• TO DO
Filter this listing down to the lines that contain the word "excavator", and copy them.

• INFORMATION SUPPLIED
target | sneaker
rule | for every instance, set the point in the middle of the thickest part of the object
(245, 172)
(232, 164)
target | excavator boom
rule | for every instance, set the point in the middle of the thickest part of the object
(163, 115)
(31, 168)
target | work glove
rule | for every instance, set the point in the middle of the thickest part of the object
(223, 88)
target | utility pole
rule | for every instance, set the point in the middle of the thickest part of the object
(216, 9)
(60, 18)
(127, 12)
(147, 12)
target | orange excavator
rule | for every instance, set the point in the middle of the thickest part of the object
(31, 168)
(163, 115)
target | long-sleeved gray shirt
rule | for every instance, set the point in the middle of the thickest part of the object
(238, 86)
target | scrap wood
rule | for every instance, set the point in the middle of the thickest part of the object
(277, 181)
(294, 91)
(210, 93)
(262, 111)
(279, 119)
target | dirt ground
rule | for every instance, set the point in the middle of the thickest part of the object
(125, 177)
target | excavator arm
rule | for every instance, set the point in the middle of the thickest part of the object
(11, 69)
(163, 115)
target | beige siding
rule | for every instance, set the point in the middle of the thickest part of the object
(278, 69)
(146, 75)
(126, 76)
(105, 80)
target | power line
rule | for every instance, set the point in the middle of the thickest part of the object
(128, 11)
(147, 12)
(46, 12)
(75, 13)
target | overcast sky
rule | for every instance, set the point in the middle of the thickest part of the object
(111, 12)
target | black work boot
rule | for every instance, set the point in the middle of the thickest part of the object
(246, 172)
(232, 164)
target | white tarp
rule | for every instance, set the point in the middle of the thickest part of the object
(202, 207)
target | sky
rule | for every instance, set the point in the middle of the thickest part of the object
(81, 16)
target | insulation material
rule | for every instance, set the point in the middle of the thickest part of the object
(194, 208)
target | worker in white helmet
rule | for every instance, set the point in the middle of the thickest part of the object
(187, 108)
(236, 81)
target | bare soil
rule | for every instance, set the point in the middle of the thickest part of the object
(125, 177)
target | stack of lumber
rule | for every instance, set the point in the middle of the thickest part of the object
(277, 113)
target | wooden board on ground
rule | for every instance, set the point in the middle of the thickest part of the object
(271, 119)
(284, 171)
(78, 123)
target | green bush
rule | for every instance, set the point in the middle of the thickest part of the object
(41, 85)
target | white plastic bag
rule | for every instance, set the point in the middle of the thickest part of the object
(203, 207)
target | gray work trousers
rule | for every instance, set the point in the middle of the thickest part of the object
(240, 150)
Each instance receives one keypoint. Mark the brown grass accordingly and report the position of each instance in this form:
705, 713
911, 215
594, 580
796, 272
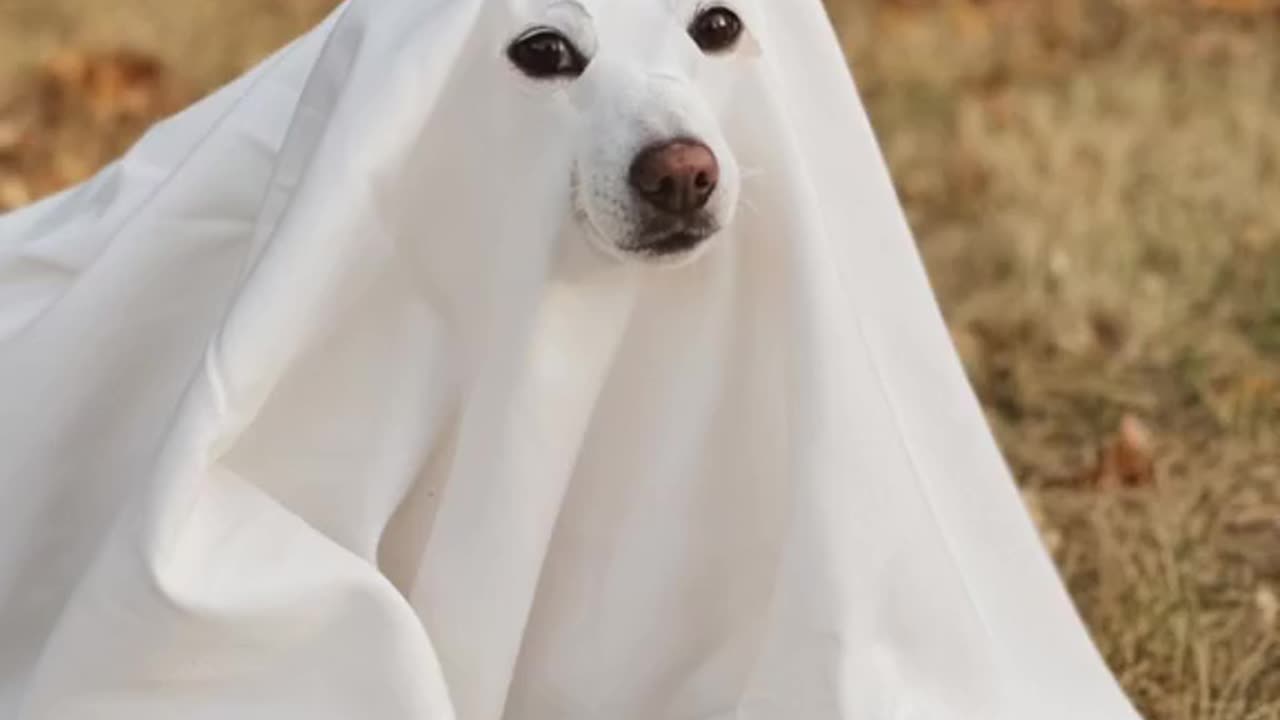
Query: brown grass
1095, 188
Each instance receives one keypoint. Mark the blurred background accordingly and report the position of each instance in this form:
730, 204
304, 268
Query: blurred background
1096, 188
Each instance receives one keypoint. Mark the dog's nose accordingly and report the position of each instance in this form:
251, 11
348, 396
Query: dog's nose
676, 177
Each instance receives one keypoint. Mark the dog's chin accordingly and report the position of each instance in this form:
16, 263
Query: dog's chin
670, 247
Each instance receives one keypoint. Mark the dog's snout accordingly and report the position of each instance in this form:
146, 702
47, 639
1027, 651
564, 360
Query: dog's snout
676, 177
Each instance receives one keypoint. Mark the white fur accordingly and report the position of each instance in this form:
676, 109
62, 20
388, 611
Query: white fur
639, 90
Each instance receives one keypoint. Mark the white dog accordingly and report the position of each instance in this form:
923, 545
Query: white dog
653, 176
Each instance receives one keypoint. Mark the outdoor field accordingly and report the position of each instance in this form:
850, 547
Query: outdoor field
1095, 186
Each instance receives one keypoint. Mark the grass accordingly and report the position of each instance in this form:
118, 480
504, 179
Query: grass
1096, 188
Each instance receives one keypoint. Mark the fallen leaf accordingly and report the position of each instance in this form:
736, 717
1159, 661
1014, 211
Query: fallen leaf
1128, 459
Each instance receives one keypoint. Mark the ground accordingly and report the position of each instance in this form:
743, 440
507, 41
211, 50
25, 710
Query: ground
1093, 185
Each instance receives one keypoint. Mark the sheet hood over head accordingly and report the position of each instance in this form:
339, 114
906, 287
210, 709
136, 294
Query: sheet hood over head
336, 399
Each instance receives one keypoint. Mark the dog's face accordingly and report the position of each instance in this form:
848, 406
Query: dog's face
653, 177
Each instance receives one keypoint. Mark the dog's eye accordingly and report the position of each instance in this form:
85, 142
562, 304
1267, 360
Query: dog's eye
545, 54
716, 30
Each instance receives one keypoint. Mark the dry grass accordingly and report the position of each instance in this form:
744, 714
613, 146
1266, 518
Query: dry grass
1095, 187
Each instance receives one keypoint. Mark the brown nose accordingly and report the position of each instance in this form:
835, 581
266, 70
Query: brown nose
676, 177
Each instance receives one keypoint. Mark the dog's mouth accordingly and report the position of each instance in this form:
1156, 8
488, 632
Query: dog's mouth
673, 241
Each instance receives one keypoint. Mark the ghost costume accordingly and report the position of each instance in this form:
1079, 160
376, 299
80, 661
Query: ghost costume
321, 402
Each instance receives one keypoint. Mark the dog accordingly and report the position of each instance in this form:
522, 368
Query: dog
653, 177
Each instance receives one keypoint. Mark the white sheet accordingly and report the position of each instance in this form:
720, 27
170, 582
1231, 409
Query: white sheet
319, 404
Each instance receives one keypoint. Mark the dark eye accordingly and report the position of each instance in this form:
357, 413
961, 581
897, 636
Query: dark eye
716, 30
545, 54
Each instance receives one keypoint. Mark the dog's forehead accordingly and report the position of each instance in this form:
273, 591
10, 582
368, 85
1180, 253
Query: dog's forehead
622, 21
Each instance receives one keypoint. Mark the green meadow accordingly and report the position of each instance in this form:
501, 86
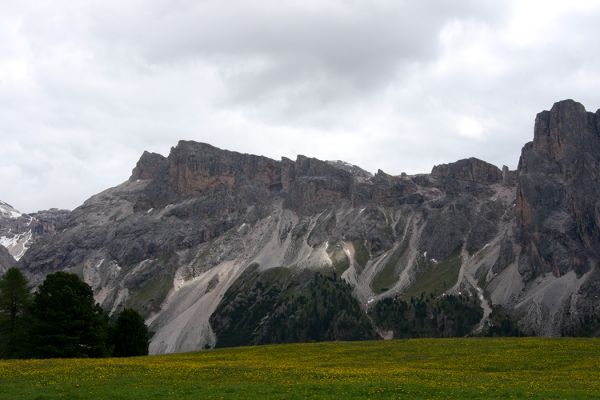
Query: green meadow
475, 368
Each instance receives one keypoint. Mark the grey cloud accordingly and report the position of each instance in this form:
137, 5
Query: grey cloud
85, 87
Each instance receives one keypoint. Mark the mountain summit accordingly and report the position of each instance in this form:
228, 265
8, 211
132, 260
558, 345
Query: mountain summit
214, 246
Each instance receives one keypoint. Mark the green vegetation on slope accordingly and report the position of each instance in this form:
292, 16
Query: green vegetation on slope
388, 275
428, 316
530, 368
434, 277
282, 305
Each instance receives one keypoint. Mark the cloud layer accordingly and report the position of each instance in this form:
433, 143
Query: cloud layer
86, 87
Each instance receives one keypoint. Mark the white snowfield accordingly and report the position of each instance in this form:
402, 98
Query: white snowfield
17, 243
182, 321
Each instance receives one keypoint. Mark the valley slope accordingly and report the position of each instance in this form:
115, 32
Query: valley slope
174, 240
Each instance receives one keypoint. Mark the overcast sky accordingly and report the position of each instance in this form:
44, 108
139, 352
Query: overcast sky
87, 86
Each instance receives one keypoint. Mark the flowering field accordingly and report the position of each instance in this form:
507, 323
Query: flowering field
429, 368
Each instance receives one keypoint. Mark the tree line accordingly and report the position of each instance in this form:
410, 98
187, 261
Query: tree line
61, 319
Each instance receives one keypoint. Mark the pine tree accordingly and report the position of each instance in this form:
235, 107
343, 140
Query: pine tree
67, 323
15, 301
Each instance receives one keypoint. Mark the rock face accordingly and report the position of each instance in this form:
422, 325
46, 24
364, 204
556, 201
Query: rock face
18, 231
558, 201
6, 260
193, 239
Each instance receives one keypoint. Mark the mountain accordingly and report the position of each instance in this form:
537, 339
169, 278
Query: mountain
6, 260
18, 231
220, 248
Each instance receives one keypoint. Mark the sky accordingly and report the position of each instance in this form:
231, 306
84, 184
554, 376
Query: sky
87, 86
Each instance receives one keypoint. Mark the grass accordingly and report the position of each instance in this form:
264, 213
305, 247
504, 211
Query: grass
361, 255
534, 368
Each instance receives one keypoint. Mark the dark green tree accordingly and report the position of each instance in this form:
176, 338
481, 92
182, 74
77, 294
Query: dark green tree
15, 301
67, 322
130, 335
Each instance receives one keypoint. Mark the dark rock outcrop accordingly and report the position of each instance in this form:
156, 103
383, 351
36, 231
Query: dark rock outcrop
558, 198
184, 229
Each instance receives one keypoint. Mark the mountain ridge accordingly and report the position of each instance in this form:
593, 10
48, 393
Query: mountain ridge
173, 239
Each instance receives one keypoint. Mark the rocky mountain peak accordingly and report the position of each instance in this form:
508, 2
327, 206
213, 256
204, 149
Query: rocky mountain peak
469, 169
566, 131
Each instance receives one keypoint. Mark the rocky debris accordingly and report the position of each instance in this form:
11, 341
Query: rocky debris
558, 198
6, 260
174, 238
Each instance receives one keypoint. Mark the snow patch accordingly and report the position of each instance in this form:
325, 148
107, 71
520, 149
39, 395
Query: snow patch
17, 245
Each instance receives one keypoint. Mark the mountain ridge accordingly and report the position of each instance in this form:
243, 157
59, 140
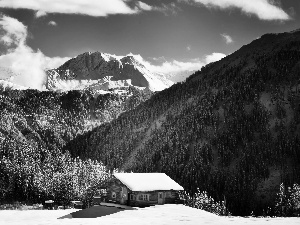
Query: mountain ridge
231, 128
96, 68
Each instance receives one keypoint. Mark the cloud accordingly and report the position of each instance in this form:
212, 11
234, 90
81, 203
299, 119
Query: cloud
52, 23
143, 6
214, 57
40, 14
227, 38
167, 9
178, 71
27, 64
263, 9
13, 32
95, 8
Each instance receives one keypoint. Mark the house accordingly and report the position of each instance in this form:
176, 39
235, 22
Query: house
142, 189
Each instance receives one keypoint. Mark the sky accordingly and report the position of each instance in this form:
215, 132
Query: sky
172, 36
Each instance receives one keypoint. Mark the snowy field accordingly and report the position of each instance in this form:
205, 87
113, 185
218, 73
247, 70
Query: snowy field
156, 215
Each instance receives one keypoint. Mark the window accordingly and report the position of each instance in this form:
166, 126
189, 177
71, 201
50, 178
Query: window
160, 195
143, 197
132, 197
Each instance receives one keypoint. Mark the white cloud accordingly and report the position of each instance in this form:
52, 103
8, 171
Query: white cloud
28, 64
178, 71
228, 39
214, 57
52, 23
167, 9
143, 6
88, 7
14, 32
40, 14
263, 9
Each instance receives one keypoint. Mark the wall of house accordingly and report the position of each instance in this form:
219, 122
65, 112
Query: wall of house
117, 192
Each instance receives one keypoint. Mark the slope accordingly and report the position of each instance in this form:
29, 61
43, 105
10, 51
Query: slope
231, 129
102, 71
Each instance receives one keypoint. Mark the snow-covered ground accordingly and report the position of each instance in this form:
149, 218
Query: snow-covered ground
156, 215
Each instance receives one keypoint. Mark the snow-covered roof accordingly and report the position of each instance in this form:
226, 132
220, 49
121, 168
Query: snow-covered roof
148, 181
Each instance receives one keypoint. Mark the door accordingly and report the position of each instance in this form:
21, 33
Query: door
160, 198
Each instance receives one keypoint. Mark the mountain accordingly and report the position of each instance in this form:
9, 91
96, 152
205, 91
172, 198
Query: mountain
102, 71
231, 129
7, 77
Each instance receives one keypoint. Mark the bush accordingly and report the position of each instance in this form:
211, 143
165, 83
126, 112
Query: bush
288, 201
201, 200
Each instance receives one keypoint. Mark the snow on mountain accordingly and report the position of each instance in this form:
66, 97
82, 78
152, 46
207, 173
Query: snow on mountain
7, 77
103, 71
6, 84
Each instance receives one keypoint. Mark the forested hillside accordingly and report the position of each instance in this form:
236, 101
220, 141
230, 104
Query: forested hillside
35, 127
232, 129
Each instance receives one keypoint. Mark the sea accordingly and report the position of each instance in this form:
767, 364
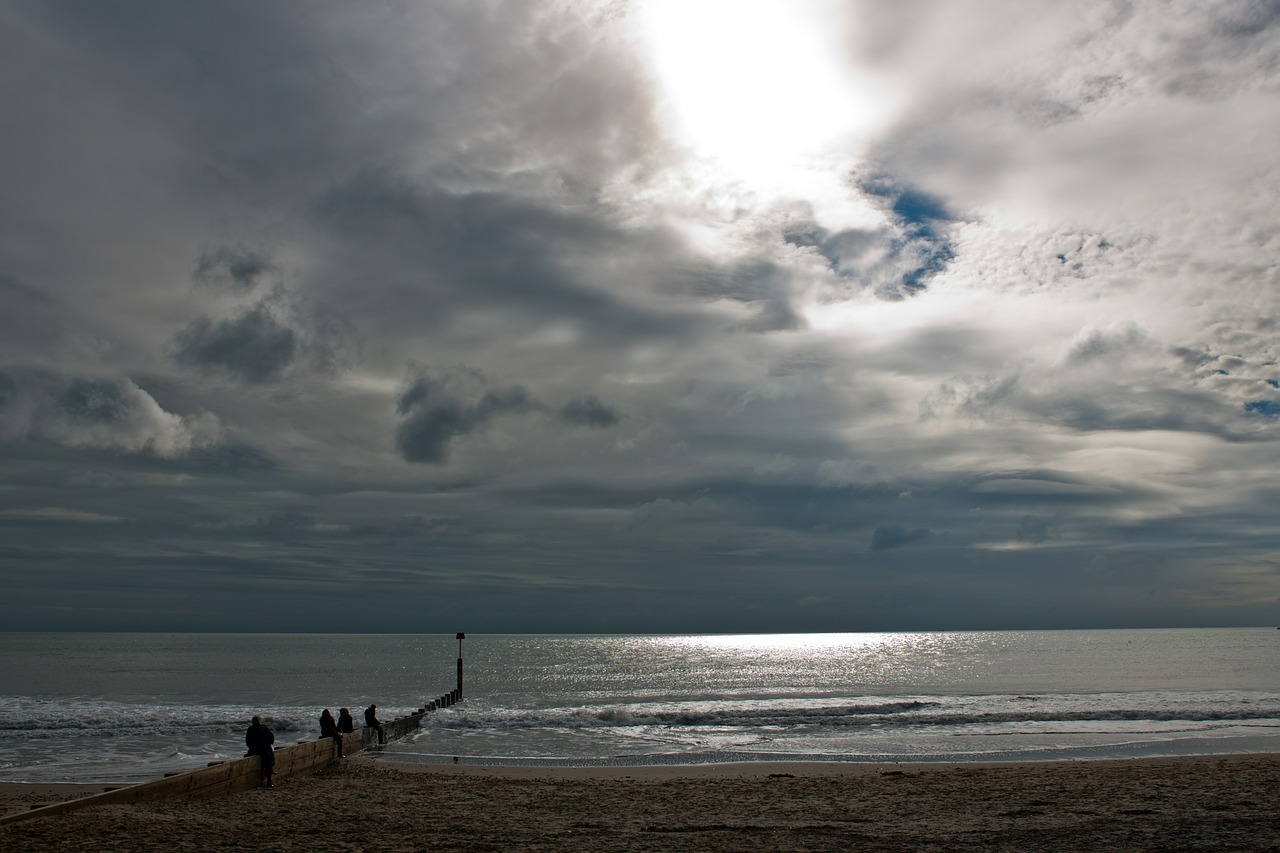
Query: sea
90, 707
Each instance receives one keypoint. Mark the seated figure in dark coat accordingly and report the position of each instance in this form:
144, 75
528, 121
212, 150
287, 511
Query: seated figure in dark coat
259, 740
329, 729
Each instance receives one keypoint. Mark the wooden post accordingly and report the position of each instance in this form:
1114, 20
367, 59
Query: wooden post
461, 637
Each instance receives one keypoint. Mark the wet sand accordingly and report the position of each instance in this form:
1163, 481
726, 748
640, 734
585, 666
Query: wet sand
1203, 803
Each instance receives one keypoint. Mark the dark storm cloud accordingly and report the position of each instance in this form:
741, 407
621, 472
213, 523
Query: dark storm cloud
228, 232
589, 411
97, 413
236, 268
437, 411
435, 255
896, 536
252, 346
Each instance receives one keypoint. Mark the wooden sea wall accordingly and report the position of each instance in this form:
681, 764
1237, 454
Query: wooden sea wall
241, 774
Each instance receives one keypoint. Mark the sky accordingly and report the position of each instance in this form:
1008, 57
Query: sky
649, 315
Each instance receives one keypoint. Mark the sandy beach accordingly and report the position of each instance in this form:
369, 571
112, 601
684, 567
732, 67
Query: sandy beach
1205, 803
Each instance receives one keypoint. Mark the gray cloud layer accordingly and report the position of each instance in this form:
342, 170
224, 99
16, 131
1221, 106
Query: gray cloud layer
437, 301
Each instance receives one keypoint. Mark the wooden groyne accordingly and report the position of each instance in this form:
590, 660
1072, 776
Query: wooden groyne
243, 774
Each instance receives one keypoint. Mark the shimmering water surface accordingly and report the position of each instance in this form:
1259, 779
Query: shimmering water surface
120, 707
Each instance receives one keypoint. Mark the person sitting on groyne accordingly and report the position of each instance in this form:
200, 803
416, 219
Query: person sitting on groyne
259, 740
371, 721
346, 725
329, 729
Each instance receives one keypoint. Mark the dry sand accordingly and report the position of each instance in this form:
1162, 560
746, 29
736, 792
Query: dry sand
1207, 803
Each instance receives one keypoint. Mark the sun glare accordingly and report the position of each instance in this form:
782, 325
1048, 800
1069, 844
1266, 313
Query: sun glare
759, 87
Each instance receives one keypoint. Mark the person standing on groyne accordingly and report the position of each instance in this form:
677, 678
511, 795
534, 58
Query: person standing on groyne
259, 740
371, 721
329, 729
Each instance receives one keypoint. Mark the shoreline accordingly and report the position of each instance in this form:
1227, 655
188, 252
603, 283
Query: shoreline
17, 796
1187, 802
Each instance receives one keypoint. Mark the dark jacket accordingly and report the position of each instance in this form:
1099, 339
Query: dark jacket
259, 740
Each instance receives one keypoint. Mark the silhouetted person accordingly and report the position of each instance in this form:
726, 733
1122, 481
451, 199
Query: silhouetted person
329, 729
259, 740
371, 721
346, 725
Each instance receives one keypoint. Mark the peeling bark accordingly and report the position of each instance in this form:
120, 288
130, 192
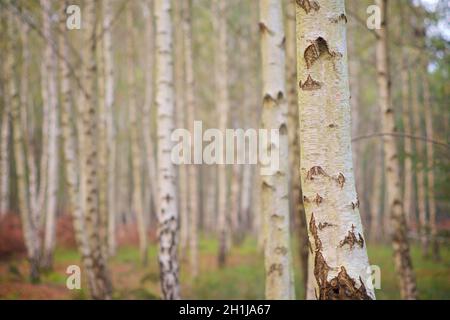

• ANSWER BOX
target | excavator boom
target | orange excavator
target | excavator arm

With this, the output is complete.